• WORK TO COMPLETE: Copy word for word the part of the Skokie text below that opens with the words "Despite the difficult" and closes with the words "for the projects.".

• PASSAGE:
A Chinese proverb says, "May you live in interesting times."
Indeed, our times are interesting – and challenging – for many families, as well as municipalities, businesses, and philanthropic organizations struggling to keep up with their responsibilities for providing important goods and services for their customers and clients.
The Village of Skokie is well-known for its diversity and its tolerance of different nationalities, religions, races, and income levels. Our acceptance of one another is one of our great strengths.
The question, then, can be asked: "How are we doing?"
Over the past two years the Village of Skokie has confronted plummeting revenue sources by cutting expenses and tightening our budget, implementing a hiring freeze, while addressing pension problems and keeping taxes low. For example, over the last two years the village has experienced a reduction in revenue in six of the seven major tax revenue sources, amounting to a loss of $4.9 million (13.6%).
Despite the difficult economy, the village has continued its capital and economic redevelopment plan with construction of a new police station, which is scheduled to open to the public in October, and the new CTA Yellow Line Oakton Street station in downtown Skokie, which will take 15 months to construct. All of the 18 contracts for the Swift station have been approved by the village board. These two projects represent a $50 million investment in Skokie. This includes a total of nearly $16 million in federal and state grant funds that supplement Village funding for the projects.

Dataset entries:
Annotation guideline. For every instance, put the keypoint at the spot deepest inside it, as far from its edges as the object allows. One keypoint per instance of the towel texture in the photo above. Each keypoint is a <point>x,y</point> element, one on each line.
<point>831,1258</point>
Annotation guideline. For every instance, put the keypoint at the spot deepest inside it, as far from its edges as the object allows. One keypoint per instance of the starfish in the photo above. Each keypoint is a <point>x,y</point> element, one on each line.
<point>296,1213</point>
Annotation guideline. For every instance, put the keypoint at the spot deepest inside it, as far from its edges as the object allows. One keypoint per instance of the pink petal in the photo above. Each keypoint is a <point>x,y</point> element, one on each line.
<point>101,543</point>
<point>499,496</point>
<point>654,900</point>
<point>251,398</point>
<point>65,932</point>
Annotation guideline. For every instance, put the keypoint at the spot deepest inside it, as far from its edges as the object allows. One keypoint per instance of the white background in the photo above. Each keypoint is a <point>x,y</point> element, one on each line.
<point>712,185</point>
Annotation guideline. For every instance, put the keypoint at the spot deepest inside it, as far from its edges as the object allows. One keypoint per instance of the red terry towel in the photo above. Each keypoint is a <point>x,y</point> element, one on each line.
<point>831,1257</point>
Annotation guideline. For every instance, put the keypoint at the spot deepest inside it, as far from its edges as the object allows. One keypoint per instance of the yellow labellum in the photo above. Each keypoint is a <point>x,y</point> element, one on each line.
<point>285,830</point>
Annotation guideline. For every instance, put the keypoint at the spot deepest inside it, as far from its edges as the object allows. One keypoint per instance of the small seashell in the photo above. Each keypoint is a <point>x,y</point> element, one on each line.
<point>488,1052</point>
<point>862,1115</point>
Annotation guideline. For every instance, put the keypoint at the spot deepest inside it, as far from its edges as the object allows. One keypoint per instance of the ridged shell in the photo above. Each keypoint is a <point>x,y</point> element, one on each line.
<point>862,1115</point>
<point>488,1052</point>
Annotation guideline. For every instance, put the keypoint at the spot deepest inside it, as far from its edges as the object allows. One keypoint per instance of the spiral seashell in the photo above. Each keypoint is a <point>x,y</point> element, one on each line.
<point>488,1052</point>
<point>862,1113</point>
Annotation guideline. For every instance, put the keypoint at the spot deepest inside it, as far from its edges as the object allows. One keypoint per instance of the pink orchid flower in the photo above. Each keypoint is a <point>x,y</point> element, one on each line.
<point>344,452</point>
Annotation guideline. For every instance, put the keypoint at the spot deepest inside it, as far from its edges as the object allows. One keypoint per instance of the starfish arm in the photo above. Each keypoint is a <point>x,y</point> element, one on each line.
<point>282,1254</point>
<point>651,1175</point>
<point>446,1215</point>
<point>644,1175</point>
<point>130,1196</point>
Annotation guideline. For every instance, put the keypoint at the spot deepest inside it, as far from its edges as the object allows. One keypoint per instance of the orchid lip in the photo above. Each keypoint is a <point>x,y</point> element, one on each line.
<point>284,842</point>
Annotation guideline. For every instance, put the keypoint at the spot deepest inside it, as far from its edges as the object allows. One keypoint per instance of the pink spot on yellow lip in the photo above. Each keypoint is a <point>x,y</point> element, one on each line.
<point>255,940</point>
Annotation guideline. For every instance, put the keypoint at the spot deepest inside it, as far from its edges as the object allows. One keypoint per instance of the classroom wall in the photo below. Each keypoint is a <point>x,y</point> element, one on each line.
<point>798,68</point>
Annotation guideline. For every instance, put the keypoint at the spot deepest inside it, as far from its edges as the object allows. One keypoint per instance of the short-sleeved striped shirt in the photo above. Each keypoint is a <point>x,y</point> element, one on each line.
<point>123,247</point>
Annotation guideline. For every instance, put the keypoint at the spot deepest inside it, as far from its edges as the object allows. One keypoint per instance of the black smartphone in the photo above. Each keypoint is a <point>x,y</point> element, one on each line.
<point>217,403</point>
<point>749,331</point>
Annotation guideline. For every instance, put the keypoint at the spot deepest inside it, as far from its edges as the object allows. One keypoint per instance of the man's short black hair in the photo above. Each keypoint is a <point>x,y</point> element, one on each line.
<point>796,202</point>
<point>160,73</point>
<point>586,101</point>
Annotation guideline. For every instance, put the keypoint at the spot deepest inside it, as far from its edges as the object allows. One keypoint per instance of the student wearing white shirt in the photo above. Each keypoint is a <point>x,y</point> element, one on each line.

• EXERCISE RESPONSE:
Despite the difficult economy, the village has continued its capital and economic redevelopment plan with construction of a new police station, which is scheduled to open to the public in October, and the new CTA Yellow Line Oakton Street station in downtown Skokie, which will take 15 months to construct. All of the 18 contracts for the Swift station have been approved by the village board. These two projects represent a $50 million investment in Skokie. This includes a total of nearly $16 million in federal and state grant funds that supplement Village funding for the projects.